Ah ben sur la robe de Nathalie Portman, voilà qu'elle est carrément
considérée comme "offensante" par Rose McGowan...
Le cas de Rose McGowan me rend un peu triste à vrai dire et c'est un peu délicat à commenter, parce que clairement, c'est une femme qui a vécu des choses très dures et en a beaucoup souffert, mais en même temps, je ne suis pas fan de sa démarche.
C'est justement pour moi un des exemples des côtés "sombres" que peut avoir le militantisme sur nos vies en tant que militants. Elle-même a mis 20 ans à prendre la parole publiquement sur le viol dans elle a été victime (a priori, elle l'avait fait à son niveau à l'époque du viol, mais pas publiquement), et elle affirme que ça a ralenti sa carrière. Je ne comprends pas pourquoi maintenant, elle passe son temps à reprocher aux autres actrices de ne pas lever plus la voix et les bashe limite plus désormais par média interposé que les hommes de l'industrie en déclarant partout que ces femmes sont des hypocrites et qu'elle ne devrait pas s'exprimer. Elle devrait être l'une des premières à savoir à quel point c'est compliqué de parler et à quel point ça peut être difficile d'accepter une situation de discrimination/violence sexiste, à quel point ça peut prendre du temps d'exprimer les choses comme on le veut, et elle devrait aussi se douter que de nombreuses actrices ont sûrement vécu des choses similaires mais qu'elle ne le sait tout simplement pas (Nathalie Portman a raconté qu'elle avait tout fait pour se donner une image de fille coincée parce qu'elle a senti alors qu'elle n'était qu'une préado qu'elle était en danger sur les plateaux, parce qu'on la sexualisait en permanence alors qu'elle n'avait que 13 ans, que sa première lettre de fan reçu à cet âge c'était un homme adulte qui lui racontait son fantasme de viol, que ça a orienté une grande partie de ses choix de rôle et de son image dans les médias, je ne crois pas qu'elle ait besoin de faire des trucs hyper radicaux pour avoir le droit de se sentir concernée par la lutte contre le sexisme à Hollywood).

....

(TRAVAIL DEMANDÉ):
A – Réécris les enregistrements depuis le tout début jusqu'à la ligne qui contient « <point>653,130</point> », celle-ci comprise, en remplaçant « cumulus cloud » par « storm cloud » sans rien changer d'autre.
B – Écris la suite du texte sur Rose McGowan à partir de l'endroit où il s'arrête.
Le texte et les enregistrements n'ont aucun lien entre eux.

....

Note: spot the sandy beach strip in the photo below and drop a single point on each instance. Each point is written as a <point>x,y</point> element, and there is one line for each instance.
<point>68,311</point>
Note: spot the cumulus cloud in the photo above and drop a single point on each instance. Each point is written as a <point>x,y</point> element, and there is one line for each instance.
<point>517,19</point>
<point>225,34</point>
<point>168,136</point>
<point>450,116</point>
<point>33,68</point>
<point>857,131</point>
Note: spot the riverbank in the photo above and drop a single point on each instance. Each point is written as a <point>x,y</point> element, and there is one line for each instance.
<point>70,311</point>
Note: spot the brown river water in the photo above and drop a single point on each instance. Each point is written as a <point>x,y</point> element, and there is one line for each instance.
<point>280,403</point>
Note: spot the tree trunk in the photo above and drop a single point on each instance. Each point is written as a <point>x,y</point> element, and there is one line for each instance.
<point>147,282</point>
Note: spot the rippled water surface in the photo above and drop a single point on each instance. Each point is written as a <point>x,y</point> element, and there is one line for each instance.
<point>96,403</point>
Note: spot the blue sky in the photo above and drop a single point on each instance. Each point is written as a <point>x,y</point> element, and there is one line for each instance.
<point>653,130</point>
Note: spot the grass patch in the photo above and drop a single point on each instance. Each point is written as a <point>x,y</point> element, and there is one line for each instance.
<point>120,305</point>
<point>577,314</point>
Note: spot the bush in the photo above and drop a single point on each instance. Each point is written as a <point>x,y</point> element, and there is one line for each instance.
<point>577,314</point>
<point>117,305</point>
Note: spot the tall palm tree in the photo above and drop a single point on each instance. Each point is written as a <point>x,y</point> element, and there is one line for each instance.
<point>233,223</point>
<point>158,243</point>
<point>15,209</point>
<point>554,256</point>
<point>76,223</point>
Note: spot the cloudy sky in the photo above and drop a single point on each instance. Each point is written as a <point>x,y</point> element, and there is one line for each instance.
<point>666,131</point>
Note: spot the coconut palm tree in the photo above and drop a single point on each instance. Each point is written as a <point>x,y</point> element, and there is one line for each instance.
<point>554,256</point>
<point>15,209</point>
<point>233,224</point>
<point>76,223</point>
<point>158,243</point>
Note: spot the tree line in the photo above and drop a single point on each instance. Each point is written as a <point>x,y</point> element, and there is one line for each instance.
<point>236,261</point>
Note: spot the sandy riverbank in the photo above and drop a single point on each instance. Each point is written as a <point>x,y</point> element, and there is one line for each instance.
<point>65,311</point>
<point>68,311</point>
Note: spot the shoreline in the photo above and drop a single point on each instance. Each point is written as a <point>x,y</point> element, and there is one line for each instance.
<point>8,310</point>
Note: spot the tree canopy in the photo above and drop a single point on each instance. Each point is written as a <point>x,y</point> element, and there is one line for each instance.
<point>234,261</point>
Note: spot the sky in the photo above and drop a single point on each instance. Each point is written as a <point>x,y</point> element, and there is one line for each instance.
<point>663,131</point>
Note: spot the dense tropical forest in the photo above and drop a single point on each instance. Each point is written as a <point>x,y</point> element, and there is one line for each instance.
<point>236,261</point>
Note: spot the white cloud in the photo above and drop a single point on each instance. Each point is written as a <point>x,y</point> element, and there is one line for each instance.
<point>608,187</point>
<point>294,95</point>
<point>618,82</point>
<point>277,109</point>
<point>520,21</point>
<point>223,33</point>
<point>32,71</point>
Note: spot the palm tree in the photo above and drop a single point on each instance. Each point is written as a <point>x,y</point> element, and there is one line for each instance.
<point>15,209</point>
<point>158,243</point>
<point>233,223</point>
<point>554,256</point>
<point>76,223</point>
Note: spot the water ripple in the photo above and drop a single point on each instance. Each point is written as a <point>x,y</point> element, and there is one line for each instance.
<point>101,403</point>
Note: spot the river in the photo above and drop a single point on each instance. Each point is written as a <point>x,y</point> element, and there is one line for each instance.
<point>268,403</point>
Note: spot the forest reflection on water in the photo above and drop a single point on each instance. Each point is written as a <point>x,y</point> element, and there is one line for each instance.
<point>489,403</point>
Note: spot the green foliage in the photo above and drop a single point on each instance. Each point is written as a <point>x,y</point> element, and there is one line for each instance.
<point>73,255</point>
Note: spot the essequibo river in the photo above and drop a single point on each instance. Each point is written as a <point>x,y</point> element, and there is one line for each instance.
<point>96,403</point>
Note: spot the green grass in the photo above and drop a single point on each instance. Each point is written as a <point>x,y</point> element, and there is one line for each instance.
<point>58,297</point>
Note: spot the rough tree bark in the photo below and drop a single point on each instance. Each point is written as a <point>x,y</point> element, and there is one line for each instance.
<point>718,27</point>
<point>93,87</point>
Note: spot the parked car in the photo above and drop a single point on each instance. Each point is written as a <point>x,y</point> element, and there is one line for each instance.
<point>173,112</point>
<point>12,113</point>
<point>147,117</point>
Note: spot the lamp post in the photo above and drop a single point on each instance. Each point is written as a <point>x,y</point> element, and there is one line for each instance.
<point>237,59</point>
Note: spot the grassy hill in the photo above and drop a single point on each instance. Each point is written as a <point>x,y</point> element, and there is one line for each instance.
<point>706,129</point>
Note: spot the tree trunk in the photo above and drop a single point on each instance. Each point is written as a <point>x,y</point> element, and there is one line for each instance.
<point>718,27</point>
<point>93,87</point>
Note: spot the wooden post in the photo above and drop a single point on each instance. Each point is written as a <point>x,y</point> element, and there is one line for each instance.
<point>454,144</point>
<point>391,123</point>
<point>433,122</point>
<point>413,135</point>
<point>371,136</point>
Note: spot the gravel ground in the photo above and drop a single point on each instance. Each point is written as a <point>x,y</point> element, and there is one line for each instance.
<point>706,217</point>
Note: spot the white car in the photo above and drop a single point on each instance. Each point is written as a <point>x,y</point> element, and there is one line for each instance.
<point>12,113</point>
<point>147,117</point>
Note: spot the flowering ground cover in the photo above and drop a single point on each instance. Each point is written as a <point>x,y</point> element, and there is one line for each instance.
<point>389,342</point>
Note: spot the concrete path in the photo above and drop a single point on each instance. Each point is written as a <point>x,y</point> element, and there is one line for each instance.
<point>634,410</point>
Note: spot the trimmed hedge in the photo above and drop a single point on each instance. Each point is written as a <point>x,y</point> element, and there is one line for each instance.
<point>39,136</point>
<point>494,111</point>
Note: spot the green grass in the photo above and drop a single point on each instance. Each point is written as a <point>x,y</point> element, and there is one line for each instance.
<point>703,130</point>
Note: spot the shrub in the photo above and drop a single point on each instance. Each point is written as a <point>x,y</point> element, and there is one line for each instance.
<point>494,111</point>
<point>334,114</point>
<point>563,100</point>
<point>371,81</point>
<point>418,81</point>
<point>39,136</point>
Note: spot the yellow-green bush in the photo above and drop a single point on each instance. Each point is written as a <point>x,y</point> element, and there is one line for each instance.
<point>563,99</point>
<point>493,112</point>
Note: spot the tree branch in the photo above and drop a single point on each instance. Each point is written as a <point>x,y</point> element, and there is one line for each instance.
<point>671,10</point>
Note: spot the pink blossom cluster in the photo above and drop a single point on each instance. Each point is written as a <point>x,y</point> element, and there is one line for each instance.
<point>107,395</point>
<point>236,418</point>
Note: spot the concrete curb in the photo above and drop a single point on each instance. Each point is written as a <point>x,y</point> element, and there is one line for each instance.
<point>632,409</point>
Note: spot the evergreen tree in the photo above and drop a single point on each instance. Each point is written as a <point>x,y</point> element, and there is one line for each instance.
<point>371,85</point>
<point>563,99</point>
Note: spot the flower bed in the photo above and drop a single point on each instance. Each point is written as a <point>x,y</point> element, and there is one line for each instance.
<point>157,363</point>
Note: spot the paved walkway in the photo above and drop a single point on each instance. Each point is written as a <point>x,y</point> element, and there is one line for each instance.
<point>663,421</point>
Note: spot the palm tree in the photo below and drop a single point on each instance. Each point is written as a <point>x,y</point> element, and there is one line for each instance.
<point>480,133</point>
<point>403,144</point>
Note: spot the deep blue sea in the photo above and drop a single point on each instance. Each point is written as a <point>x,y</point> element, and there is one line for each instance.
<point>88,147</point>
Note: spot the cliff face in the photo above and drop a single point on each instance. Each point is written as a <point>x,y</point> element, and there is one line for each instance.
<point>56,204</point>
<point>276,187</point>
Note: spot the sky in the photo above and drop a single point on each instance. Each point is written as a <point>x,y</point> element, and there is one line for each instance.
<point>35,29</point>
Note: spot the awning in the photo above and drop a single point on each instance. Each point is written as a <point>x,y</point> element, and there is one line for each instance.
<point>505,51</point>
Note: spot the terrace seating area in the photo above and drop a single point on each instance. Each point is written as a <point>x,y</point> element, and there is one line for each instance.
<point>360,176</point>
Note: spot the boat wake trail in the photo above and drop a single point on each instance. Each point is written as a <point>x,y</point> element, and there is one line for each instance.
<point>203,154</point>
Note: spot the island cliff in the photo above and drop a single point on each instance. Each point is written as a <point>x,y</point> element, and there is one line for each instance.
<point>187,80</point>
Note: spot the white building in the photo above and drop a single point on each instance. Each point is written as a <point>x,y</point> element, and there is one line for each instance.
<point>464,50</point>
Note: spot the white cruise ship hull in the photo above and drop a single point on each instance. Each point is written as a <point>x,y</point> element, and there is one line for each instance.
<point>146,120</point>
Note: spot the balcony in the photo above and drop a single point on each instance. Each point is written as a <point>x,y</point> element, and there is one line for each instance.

....

(ENSEMBLE DES RÉPONSES):
A –
Note: spot the sandy beach strip in the photo below and drop a single point on each instance. Each point is written as a <point>x,y</point> element, and there is one line for each instance.
<point>68,311</point>
Note: spot the storm cloud in the photo above and drop a single point on each instance. Each point is written as a <point>x,y</point> element, and there is one line for each instance.
<point>517,19</point>
<point>225,34</point>
<point>168,136</point>
<point>450,116</point>
<point>33,68</point>
<point>857,131</point>
Note: spot the riverbank in the photo above and drop a single point on each instance. Each point is written as a <point>x,y</point> element, and there is one line for each instance.
<point>70,311</point>
Note: spot the brown river water in the photo above and drop a single point on each instance. Each point is written as a <point>x,y</point> element, and there is one line for each instance.
<point>280,403</point>
Note: spot the tree trunk in the photo above and drop a single point on each instance. Each point is written as a <point>x,y</point> element, and there is one line for each instance.
<point>147,282</point>
Note: spot the rippled water surface in the photo above and drop a single point on each instance. Each point is written as a <point>x,y</point> element, and there is one line for each instance.
<point>96,403</point>
Note: spot the blue sky in the photo above and drop a single point on each instance. Each point is written as a <point>x,y</point> element, and there is one line for each instance.
<point>653,130</point>

B –
Rose McGowan est restée dans l'industrie et à même tourné pour un film Weinstein (même si Rodriguez, le réalisateur, un mec, vend le truc comme si c'était pour "venger Rose" de la caster dans un film financé par Weinstein alors que ce dernier la blacklistait, ce que je trouve perso bien plus hypocrite de la part de ce gars que la robe de Nathalie Portman, surtout qu'il a ensuite continué à tourner pour Weinstein après mais bref). J'aurais cru que McGowan serait l'une des mieux placées pour comprendre les paradoxes psychologiques dans lesquels se trouvent les autres actrices. Parce que là, Nathalie Portman, ce n'est même pas une de ses collègues qui a fermé les yeux quand elle est jeune et à qui elle en veut, c'est juste une meuf qui n'en fait pas assez à son goût, et je trouve ça dommage qu'elle s'en prenne à elle en disant que son attitude est une insulte et qu'elle est le problème.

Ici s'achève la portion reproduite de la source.